Task brief
Pick out every line in the items below that contains the word "canopy" and copy each one. Matching is case-sensitive.

(Data entries)
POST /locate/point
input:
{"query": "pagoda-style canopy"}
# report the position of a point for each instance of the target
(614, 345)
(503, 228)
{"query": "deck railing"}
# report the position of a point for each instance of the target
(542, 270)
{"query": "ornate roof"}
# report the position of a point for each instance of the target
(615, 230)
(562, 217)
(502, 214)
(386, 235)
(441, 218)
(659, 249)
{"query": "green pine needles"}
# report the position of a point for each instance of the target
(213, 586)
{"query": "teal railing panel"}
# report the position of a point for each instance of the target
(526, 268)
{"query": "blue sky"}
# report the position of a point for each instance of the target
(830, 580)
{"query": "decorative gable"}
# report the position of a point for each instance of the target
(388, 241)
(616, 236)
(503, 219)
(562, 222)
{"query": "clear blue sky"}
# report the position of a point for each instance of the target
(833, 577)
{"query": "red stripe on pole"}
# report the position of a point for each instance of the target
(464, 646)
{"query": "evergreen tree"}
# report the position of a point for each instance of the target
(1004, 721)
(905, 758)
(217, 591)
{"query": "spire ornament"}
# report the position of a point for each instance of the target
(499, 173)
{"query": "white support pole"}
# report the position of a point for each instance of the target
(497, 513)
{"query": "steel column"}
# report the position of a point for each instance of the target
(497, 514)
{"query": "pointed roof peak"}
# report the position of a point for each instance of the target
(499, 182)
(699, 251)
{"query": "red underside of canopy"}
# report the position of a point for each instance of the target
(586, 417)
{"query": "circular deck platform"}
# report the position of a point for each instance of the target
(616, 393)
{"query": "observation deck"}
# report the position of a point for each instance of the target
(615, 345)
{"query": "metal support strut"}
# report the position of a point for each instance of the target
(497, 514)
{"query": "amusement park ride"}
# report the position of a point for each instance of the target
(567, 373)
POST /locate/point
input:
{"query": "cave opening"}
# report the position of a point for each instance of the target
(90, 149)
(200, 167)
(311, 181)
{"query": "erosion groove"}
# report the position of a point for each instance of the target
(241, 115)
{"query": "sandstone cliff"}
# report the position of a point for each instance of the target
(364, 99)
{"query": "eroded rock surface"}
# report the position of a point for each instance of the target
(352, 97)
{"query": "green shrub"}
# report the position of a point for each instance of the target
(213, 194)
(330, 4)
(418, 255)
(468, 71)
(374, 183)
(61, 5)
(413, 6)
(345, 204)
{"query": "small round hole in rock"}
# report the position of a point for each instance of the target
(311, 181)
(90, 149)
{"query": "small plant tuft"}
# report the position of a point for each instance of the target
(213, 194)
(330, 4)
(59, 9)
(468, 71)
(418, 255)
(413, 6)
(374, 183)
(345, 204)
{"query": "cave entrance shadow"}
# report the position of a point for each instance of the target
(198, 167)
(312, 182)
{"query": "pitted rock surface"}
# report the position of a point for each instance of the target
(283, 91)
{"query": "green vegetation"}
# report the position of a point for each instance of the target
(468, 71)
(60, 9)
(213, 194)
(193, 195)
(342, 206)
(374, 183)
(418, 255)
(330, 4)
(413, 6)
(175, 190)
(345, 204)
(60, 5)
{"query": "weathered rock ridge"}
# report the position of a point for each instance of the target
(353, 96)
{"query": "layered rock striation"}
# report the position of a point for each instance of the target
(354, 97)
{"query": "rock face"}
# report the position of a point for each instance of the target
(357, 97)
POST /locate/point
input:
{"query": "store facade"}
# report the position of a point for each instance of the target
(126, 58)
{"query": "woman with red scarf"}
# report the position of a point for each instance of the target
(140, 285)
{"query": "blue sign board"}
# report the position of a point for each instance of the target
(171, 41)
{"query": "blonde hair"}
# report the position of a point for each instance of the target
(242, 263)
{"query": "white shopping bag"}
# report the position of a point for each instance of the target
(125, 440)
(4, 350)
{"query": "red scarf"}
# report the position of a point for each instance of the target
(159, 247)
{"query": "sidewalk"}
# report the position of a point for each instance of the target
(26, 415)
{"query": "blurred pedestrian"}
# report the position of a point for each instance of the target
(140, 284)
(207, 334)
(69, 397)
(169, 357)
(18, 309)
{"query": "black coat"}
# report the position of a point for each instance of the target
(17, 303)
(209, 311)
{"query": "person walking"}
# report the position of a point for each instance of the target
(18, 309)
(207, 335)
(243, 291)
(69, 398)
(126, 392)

Output for this exercise
{"query": "pagoda-style canopy"}
{"query": "red underside of canopy"}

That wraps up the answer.